Exercise aim :: Gather the lines from the material that contain "written".

%%

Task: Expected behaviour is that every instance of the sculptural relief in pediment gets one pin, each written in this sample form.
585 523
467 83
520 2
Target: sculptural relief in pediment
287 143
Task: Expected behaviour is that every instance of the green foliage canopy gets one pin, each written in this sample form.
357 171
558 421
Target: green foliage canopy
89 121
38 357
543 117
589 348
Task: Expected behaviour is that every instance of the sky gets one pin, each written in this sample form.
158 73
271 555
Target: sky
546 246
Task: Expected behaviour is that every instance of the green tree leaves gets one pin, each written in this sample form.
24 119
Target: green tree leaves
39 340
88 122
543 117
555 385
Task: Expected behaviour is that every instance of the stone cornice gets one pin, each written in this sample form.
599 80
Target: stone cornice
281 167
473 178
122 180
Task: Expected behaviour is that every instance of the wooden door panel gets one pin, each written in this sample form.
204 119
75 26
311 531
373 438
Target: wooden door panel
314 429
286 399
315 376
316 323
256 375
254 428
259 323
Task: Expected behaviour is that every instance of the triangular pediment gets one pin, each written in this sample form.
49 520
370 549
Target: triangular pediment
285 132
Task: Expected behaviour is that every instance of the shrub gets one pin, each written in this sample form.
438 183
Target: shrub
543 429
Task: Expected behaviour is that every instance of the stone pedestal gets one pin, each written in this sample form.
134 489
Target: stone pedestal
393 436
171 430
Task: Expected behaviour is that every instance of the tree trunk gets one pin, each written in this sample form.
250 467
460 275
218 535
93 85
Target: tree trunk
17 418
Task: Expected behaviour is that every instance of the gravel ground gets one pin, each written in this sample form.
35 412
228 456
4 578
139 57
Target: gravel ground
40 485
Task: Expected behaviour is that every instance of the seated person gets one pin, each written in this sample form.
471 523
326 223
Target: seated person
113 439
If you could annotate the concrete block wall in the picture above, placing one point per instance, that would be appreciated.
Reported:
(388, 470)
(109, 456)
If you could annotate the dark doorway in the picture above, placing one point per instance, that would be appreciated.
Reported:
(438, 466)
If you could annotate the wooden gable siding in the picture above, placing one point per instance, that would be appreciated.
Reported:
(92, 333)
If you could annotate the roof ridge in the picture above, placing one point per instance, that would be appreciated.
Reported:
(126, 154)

%%

Exercise answer ::
Task: Expected behaviour is that every instance of the sculptural relief in pediment gets one pin, each written in this sample form.
Task: Expected behaviour is that every instance of the green foliage canopy gets one pin, each written in this sample form.
Task: Expected behaviour is that every instance of the sky gets one pin, each written in this sample form.
Task: Expected behaviour is that every instance of the green tree leaves gets one pin, each written in this sample form.
Task: Expected behaviour is that every instance of the stone cornice gets one pin, each written in this sample form.
Task: Expected behaviour is that every instance of the wooden door panel gets one pin, each written in this sample form.
Task: Expected behaviour is that every instance of the triangular pediment gets one pin, each written in this sample form.
Task: Expected behaviour is that every instance of the shrub gets one pin, each written in this sample form.
Task: Expected behaviour is that every instance of the stone pedestal gets one pin, each written in this sample form.
Task: Expected behaviour is that every instance of the tree trunk gets one pin, each written in this sample form.
Task: Expected behaviour is that every instance of the gravel ground gets one pin, each written in this sample form.
Task: Expected behaviour is that every instance of the seated person gets one pin, each written in this sample form.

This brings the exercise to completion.